(Object pointing dataset rows)
/---
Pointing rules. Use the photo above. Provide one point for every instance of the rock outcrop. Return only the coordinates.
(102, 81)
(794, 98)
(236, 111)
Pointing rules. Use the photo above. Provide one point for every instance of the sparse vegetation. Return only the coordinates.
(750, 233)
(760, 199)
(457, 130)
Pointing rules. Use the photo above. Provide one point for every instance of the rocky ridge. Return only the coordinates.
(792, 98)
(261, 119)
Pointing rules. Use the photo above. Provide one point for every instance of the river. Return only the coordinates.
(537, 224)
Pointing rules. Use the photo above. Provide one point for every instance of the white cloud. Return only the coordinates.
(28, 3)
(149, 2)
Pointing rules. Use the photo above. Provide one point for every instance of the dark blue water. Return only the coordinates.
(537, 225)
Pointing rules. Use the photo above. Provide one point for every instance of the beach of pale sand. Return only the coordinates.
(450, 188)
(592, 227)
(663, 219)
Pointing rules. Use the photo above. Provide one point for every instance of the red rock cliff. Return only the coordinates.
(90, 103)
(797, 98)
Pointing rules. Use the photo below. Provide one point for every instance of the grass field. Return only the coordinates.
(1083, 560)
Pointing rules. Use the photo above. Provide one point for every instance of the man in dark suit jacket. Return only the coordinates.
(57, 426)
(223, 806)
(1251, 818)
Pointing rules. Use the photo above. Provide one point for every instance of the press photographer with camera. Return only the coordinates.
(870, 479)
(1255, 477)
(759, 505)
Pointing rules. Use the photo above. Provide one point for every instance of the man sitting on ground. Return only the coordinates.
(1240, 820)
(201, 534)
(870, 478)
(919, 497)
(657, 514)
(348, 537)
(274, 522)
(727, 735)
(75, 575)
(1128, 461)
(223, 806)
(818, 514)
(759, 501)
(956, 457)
\---
/---
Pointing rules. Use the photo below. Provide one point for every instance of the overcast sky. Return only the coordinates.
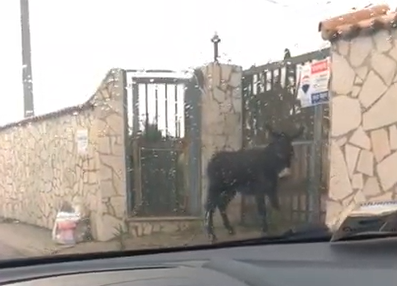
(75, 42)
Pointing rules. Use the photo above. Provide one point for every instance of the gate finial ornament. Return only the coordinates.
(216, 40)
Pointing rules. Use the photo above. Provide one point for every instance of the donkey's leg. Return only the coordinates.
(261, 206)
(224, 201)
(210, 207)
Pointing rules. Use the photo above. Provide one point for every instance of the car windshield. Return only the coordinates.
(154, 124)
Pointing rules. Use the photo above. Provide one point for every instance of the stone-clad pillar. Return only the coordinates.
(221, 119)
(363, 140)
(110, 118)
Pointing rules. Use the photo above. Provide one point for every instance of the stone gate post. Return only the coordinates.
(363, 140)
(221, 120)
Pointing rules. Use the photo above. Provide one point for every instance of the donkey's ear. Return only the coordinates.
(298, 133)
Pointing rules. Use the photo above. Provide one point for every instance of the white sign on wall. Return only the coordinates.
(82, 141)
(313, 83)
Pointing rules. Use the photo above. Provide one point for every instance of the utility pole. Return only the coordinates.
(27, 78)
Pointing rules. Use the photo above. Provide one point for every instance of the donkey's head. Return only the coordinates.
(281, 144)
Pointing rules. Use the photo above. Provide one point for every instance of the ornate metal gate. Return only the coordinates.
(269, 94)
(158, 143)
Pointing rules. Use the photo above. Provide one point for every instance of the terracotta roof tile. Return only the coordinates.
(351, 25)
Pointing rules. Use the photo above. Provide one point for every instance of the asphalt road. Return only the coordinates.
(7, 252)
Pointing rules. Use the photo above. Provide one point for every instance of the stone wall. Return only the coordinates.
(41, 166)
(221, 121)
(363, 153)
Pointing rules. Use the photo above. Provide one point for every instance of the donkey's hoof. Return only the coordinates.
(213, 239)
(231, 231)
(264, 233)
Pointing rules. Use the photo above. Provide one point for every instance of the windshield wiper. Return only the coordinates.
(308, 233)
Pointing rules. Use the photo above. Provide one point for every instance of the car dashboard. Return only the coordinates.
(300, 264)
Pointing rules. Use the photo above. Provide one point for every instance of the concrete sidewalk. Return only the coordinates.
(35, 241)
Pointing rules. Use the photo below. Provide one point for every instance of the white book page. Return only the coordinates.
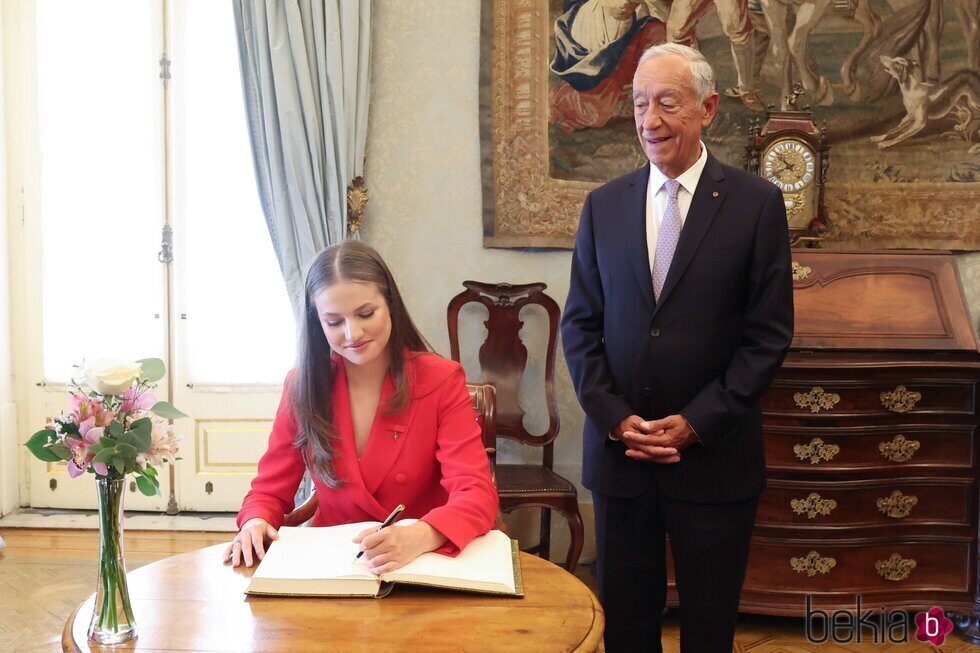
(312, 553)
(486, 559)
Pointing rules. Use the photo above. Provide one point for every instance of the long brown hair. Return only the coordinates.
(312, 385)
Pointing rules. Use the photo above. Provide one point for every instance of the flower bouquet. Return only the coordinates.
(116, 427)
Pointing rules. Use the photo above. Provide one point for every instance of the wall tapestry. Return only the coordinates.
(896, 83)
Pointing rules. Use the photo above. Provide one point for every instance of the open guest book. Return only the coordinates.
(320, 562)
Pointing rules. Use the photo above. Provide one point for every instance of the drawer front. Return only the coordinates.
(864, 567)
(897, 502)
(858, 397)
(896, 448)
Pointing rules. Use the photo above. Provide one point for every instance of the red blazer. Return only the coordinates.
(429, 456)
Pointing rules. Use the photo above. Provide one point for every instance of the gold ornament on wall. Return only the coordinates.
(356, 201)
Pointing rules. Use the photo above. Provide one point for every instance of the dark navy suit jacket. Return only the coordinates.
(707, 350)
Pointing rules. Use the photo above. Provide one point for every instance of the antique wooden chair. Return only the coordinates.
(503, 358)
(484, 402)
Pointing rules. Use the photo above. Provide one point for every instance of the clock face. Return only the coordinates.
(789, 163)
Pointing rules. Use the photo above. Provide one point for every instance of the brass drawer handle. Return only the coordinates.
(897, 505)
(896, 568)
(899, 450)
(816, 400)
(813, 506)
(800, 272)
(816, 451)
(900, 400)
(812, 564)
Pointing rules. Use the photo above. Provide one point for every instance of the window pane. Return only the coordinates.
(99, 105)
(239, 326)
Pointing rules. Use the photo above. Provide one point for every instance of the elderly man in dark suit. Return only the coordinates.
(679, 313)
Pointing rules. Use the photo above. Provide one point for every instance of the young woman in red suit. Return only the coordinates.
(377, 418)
\---
▸ WHAT THIS TASK INVOLVES: Report every line in the data above that contains the string "ornament", copying each line in full.

▸ FULL RESPONSE:
Pointing rules. Use the photo above. Provide one point for every instance of the gate finial ornament. Return only the coordinates.
Pointing rules. Use the photo above. Provide one point for every instance of the gold ornament on wall. Return only the coordinates.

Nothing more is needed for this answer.